▸ Items listed in a dataset
= = = =

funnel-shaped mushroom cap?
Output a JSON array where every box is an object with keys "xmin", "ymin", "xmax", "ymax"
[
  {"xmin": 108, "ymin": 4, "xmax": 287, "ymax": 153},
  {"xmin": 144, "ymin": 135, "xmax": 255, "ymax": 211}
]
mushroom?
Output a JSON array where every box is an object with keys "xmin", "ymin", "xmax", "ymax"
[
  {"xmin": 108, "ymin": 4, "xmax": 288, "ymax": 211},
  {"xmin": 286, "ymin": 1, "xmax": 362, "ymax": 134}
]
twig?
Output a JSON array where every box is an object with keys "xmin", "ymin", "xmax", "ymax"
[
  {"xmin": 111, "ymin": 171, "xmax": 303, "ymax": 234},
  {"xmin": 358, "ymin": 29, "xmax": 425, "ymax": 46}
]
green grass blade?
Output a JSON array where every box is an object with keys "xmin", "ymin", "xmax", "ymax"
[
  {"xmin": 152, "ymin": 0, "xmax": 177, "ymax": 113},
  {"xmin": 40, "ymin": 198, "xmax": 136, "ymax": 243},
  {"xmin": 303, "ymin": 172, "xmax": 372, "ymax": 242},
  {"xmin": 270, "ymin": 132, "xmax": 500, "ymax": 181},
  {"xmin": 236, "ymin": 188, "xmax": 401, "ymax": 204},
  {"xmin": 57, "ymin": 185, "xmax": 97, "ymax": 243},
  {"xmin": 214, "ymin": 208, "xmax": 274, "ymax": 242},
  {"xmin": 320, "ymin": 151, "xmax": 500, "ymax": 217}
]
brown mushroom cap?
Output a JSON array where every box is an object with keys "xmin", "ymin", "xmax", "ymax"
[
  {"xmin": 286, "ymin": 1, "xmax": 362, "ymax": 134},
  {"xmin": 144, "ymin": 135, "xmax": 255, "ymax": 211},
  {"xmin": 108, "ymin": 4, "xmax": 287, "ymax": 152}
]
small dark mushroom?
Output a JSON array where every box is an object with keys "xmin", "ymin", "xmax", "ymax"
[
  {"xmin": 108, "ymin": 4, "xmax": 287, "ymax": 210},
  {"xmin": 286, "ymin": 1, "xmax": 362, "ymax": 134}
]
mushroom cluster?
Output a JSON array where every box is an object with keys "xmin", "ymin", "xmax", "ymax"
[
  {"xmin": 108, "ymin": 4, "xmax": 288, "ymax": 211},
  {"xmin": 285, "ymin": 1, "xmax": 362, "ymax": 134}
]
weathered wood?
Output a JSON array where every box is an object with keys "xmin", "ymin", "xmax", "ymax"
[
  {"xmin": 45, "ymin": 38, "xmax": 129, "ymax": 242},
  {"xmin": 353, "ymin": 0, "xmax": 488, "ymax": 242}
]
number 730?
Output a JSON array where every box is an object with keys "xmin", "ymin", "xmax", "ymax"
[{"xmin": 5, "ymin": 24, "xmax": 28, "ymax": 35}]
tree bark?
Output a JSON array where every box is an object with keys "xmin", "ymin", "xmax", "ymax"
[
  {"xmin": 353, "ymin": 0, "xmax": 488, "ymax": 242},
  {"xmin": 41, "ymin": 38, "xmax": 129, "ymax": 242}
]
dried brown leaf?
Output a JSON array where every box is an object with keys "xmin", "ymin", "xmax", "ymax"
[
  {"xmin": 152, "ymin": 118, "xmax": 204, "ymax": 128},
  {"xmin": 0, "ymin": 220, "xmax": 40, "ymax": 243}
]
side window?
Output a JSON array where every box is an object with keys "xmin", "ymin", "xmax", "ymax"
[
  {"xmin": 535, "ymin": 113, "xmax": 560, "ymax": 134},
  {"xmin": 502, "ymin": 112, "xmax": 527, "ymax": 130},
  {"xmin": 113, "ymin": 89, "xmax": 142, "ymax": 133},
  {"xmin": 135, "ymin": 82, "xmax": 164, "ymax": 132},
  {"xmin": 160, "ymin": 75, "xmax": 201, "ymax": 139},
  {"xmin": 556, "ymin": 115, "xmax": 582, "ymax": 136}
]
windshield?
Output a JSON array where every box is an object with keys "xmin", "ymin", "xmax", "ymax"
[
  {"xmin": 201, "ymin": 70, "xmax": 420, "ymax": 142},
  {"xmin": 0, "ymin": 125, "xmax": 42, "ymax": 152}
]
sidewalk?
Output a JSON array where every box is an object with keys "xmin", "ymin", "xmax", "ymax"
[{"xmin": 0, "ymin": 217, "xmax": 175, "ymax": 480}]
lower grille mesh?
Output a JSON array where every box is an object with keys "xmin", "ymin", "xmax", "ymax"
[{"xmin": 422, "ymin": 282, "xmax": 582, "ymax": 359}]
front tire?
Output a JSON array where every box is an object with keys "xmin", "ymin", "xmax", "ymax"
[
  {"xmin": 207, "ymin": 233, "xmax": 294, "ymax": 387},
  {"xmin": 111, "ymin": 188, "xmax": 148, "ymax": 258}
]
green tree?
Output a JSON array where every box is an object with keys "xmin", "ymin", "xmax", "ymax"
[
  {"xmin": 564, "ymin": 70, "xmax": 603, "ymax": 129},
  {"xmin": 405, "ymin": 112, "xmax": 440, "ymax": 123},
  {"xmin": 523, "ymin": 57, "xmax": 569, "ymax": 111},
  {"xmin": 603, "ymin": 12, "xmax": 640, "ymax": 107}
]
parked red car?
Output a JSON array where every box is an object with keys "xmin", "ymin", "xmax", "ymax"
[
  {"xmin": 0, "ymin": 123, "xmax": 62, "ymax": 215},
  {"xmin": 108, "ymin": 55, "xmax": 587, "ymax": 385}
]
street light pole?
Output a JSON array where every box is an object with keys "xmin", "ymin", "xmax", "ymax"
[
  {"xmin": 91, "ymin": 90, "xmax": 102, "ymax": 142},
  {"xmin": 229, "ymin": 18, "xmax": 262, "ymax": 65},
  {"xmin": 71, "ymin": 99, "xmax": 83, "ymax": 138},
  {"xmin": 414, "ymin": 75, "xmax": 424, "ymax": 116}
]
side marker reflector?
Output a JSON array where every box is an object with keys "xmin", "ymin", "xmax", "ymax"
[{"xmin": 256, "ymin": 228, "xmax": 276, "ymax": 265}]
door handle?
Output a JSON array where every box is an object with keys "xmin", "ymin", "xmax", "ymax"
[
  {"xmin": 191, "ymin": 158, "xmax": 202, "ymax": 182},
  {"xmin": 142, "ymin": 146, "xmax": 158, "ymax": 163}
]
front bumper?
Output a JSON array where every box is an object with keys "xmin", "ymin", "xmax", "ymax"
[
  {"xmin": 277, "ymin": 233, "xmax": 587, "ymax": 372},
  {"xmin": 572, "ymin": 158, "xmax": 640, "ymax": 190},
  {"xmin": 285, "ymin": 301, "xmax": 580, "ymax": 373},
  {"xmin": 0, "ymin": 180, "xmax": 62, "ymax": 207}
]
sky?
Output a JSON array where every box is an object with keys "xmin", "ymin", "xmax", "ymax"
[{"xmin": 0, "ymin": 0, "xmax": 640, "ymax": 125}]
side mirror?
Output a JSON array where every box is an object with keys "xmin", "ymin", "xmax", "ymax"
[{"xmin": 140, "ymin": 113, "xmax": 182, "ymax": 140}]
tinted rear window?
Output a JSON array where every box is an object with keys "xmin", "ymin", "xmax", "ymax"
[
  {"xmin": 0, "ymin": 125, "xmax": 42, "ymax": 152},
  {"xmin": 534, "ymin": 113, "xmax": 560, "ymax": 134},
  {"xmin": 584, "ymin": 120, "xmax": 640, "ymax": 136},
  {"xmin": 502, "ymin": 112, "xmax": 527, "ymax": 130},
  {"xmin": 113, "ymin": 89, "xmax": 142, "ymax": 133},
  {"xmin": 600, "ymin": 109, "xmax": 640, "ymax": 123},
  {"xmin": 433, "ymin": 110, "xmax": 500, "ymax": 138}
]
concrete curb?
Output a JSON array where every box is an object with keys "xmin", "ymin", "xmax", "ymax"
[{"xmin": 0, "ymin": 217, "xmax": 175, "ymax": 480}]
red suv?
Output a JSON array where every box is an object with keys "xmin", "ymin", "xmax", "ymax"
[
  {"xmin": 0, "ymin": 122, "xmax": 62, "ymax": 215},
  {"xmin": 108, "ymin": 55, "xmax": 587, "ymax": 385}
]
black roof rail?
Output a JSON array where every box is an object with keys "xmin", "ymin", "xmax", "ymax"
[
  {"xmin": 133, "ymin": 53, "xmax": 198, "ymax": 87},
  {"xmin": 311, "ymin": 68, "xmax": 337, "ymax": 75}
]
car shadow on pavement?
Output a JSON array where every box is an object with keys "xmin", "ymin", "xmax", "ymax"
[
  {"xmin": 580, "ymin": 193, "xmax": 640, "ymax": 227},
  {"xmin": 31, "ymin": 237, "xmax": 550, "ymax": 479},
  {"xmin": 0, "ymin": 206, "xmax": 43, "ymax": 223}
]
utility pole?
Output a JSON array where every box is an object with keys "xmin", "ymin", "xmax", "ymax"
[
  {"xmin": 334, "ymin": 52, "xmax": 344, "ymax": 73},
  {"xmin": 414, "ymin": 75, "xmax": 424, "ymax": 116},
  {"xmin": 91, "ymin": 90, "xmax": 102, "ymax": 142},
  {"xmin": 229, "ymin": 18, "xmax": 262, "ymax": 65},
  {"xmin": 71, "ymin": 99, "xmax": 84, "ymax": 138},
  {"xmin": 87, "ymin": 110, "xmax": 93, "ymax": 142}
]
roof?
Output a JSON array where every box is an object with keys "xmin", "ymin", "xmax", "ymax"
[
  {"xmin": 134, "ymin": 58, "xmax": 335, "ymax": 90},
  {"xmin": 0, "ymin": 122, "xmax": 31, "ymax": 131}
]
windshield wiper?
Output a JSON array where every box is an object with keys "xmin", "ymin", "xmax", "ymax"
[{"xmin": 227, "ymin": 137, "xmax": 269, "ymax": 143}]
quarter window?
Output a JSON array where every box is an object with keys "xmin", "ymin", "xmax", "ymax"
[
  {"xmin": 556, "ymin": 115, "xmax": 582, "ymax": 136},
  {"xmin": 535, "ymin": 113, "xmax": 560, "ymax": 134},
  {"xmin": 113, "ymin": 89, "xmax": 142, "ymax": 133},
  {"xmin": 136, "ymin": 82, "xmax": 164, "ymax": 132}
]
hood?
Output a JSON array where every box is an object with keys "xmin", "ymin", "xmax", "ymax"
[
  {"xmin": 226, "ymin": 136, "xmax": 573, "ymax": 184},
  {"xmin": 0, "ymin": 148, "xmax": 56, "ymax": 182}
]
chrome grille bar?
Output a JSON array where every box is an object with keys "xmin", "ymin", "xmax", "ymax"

= = = =

▸ Your objective
Return, without changes, the lines of the data from the one containing "quarter window?" through the last line of the data, inclusive.

▸ Written answer
quarter window?
Output a JSON array where every box is an object with keys "xmin", "ymin", "xmax", "ymax"
[
  {"xmin": 556, "ymin": 115, "xmax": 582, "ymax": 136},
  {"xmin": 535, "ymin": 113, "xmax": 560, "ymax": 134},
  {"xmin": 113, "ymin": 89, "xmax": 142, "ymax": 133},
  {"xmin": 136, "ymin": 82, "xmax": 164, "ymax": 132}
]
hood?
Output a JSON array where every box is an object with keys "xmin", "ymin", "xmax", "ymax"
[
  {"xmin": 226, "ymin": 136, "xmax": 573, "ymax": 184},
  {"xmin": 0, "ymin": 148, "xmax": 56, "ymax": 182}
]
chrome grille bar?
Output a JSON array where every box is an object with keys "xmin", "ymin", "xmax", "ymax"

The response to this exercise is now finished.